### EXERCISES
a: Answer these questions from the passage on the Russia investigation:
(i) After what event did the president's approval rating rise, and to what figure?
(ii) What does the investigation all but ensure about the administration?
(iii) What could the resulting paralysis on Capitol Hill shake?
b: Reproduce, word for word, the stretch of the passage on the Russia investigation from "The spiraling investigation" through "spiked to 39%.".

### SUPPLIED PASSAGE
☆ ☆ ☆

The spiraling investigation into the Trump campaign’s ties to Russia presents a political risk to the president, but not the one you might think. Having spent time listening to Trump supporters all over America over the last year, I’ve gotten the message that the president’s voters do not care about scandals, real or perceived. This week’s indictments didn’t put a dent the president’s popularity among the Americans who still approve of his job performance — and in fact, after Tuesday’s terror attack in New York, his approval rating spiked to 39%.
What the Mueller movements do affect in the short term are Trump’s ability to get something — anything — done. The investigation all but ensures that his amateurish administration will be more distracted than ever, and the resulting paralysis on Capitol Hill could shake his base’s faith in his ability to bring change to Washington.

☆ ☆ ☆

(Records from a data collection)
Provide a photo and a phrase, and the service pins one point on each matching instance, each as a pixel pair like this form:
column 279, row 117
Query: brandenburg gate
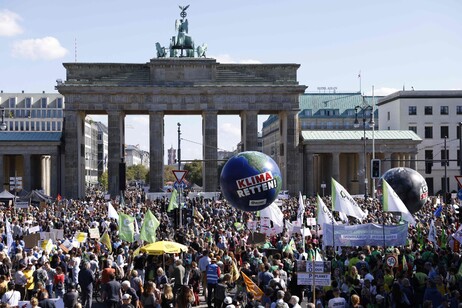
column 180, row 84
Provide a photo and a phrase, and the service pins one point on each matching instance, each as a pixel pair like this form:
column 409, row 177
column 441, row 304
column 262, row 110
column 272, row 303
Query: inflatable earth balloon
column 408, row 184
column 250, row 181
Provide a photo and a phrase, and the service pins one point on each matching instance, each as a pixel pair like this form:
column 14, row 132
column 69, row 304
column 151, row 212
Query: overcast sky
column 394, row 44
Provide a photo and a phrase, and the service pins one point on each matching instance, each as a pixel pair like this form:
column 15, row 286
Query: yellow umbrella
column 162, row 247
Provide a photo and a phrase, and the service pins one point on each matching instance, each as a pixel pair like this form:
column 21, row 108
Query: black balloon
column 408, row 184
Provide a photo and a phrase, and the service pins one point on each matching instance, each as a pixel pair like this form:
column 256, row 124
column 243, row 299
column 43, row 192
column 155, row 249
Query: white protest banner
column 34, row 229
column 94, row 233
column 45, row 235
column 21, row 204
column 57, row 234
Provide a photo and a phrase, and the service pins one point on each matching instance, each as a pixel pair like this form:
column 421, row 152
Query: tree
column 136, row 172
column 195, row 172
column 168, row 174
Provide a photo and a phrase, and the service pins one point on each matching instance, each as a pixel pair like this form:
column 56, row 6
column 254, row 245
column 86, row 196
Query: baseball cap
column 126, row 296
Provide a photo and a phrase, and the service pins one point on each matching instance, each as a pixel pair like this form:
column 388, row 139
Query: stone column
column 74, row 162
column 249, row 130
column 27, row 176
column 2, row 173
column 48, row 174
column 386, row 164
column 43, row 173
column 156, row 151
column 361, row 173
column 116, row 149
column 335, row 166
column 308, row 174
column 290, row 152
column 54, row 175
column 209, row 150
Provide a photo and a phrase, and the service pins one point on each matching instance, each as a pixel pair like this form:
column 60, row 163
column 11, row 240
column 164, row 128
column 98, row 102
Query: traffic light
column 376, row 168
column 428, row 167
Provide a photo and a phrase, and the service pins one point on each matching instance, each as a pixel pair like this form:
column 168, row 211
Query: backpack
column 4, row 270
column 41, row 276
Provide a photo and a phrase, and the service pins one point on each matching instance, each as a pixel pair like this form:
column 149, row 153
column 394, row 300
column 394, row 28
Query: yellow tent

☆ ☆ ☆

### RESPONSES BY ITEM NUMBER
a:
(i) It rose to 39% after Tuesday's terror attack in New York.
(ii) It all but ensures that his amateurish administration will be more distracted than ever.
(iii) It could shake his base's faith in his ability to bring change to Washington.

b:
The spiraling investigation into the Trump campaign’s ties to Russia presents a political risk to the president, but not the one you might think. Having spent time listening to Trump supporters all over America over the last year, I’ve gotten the message that the president’s voters do not care about scandals, real or perceived. This week’s indictments didn’t put a dent the president’s popularity among the Americans who still approve of his job performance — and in fact, after Tuesday’s terror attack in New York, his approval rating spiked to 39%.